■ PROBLEM TO WORK ON ■
Take every entry below and copy it out word for word.
+--
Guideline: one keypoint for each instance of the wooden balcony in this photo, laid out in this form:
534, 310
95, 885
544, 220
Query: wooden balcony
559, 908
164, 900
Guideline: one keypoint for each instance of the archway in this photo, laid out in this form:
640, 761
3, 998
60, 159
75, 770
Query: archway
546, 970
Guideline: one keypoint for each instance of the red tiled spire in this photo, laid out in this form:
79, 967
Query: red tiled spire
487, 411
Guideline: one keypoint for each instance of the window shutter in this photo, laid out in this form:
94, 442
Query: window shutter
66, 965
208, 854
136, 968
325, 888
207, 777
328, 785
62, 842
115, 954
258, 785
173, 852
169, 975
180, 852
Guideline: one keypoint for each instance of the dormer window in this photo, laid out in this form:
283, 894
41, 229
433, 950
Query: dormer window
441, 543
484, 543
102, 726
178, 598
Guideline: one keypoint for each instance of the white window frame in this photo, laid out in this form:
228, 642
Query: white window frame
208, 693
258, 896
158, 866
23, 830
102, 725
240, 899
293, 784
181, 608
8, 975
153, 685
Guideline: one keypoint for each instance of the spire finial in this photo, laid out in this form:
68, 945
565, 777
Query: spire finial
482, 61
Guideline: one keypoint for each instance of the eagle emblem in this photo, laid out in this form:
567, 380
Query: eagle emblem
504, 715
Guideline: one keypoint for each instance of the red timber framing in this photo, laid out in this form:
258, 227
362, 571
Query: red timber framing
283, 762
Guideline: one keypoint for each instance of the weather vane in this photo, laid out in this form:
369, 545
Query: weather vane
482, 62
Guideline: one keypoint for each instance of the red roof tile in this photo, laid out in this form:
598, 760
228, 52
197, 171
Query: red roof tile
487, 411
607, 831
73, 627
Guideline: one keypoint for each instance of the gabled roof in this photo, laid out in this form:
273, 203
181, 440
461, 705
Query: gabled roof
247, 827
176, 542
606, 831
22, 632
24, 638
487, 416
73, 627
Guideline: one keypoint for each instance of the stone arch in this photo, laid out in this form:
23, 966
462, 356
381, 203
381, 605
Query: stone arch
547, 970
+--
■ ANSWER TO THIS PROBLEM ■
Guideline: one keypoint for each instance of the wooden balcony in this photo, laid out in this form:
534, 310
95, 885
544, 220
Query: wooden balcony
559, 908
164, 900
Guideline: one keypoint for each instance of the archway in this photo, laid out in this form:
640, 761
3, 998
60, 159
75, 770
Query: archway
546, 970
Guideline: one keypoint for each instance of the red tiled spire in this photo, laid out in this form:
79, 967
Query: red tiled spire
487, 411
Guideline: one keypoint for each instance of the window shutter in this photo, laid out in this form:
94, 442
Query: window shutter
66, 965
208, 854
136, 968
325, 888
207, 777
328, 785
62, 842
115, 954
258, 785
173, 852
169, 975
180, 852
Guideline: one keypoint for each instance of the dormer window in this photo, laid out in this form:
283, 894
41, 229
433, 950
Query: dormer window
441, 543
484, 543
102, 726
178, 598
Guideline: one keypoint for each instance of the white window frame in this photo, laid out in this form:
228, 642
Query: white window frame
208, 693
258, 896
158, 866
23, 830
102, 725
240, 899
293, 784
181, 608
8, 975
153, 685
Guideline: one keypoint for each instance of the spire finial in this photo, laid out in this form:
68, 945
565, 777
Query: spire finial
482, 61
Guideline: one keypoint for each instance of the eagle emblem in this photo, laid out in this form:
567, 380
Query: eagle emblem
504, 715
Guideline: one keypoint for each instance of the red timber framing in this photo, laid out in this form:
258, 227
362, 571
Query: red timber framing
283, 762
Guideline: one keypoint for each instance of the weather vane in this photo, laid out in this form:
369, 545
Query: weather vane
482, 62
Guideline: one keypoint for each instance of the red roof tile in this photo, laid out in this form:
598, 760
228, 52
197, 171
Query: red roof tile
487, 411
607, 831
73, 627
Guideline: one keypoint for each instance of the gabled roof in this photo, laid out in this form:
273, 203
181, 440
461, 705
Query: gabled roof
247, 827
176, 542
606, 831
22, 632
24, 638
487, 416
73, 627
Guideline: one keypoint for each instance of the stone arch in this photo, laid out in this form:
23, 966
462, 356
381, 203
381, 605
Query: stone arch
547, 970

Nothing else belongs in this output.